◆ **Exercise**
Reproduce word for word the part of the forum thread about Hull Pets and Gardens that starts at the words "i was also in" and ends after the words "notch reptiles etc...".

◆ **Selected passage**
══════════

# Hull Pets and Gardens Bev Rd



## steveoHull

Seems as there is 100s of threads about how poor MOST hull pet shops are i decided to post about my brief visit to Hull Pets and gardens
Popped in today for some live food as my local shop is shutting down. The food was cheaper and to my :gasp:shock:gasp: considering this is more of a general pet shop with a good reptile section I never had to search through the boxes to find a good box. Nice little shop. Id recommend a visit


----------



## Sarah-Jayne

I agree it is a nice shop

What is your local?


----------



## Joshh

i was also in their today, it's a great shop with nice staff.


----------



## hullreptilelover

Thanks for the nice comments guys! Its nice to know that what we are trying to do at Hull Pets is the right thing! Although we do a wide range of animals, we are known for and specialise in reptiles, we try to keep all of our customers happy and will always make sure you recieve the correct advice and top notch reptiles etc...

══════════

◆ **Given entries**
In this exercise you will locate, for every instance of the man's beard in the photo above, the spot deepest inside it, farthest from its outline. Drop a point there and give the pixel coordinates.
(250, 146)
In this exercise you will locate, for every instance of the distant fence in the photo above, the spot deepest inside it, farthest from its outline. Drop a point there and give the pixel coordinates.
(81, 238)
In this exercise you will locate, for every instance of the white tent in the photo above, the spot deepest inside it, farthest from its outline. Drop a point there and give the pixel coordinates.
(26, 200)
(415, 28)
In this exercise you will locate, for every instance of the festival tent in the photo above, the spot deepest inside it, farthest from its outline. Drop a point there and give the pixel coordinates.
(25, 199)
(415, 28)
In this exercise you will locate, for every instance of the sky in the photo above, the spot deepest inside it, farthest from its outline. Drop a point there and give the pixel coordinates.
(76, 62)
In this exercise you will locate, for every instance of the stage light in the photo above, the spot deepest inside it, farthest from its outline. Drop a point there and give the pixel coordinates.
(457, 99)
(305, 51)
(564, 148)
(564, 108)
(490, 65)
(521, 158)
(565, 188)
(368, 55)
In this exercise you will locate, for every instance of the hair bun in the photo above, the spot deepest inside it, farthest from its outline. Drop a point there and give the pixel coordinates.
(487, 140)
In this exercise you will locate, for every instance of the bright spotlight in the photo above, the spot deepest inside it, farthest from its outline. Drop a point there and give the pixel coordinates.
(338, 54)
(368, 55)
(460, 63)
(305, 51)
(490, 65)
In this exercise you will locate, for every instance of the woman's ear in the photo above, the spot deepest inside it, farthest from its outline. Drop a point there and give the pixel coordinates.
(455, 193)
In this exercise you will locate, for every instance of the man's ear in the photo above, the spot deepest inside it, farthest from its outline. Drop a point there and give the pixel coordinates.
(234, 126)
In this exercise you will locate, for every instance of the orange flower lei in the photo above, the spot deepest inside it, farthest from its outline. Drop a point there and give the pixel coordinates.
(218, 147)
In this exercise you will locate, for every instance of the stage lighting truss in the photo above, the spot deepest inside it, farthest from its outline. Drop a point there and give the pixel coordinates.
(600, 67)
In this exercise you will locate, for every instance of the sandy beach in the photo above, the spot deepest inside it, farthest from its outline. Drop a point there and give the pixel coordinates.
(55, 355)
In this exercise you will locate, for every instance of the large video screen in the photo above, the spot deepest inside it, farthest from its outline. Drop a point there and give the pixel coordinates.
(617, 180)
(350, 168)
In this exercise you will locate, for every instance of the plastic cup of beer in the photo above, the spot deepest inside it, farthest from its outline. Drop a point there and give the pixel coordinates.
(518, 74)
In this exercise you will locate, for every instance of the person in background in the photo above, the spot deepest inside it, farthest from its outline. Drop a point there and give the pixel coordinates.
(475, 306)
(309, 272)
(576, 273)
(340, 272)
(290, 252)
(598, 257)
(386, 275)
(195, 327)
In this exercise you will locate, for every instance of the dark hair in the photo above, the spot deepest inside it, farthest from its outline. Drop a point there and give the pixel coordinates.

══════════

◆ **Full output**
i was also in their today, it's a great shop with nice staff.


----------



## hullreptilelover

Thanks for the nice comments guys! Its nice to know that what we are trying to do at Hull Pets is the right thing! Although we do a wide range of animals, we are known for and specialise in reptiles, we try to keep all of our customers happy and will always make sure you recieve the correct advice and top notch reptiles etc...